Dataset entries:
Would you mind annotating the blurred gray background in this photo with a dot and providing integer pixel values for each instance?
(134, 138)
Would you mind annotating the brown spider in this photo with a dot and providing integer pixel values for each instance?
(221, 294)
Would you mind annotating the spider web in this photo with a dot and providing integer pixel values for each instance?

▸ Required action
Nothing may be omitted. Restate all of the entries exactly.

▸ Response
Would you mind annotating the blurred gray background in this photo with a dot and providing integer pixel values for each instance?
(134, 138)
Would you mind annotating the brown spider in this photo with a dot and providing integer pixel values for each instance?
(221, 294)
Would you mind annotating the spider web in this photo with a dot and providing integer pixel values for each instance?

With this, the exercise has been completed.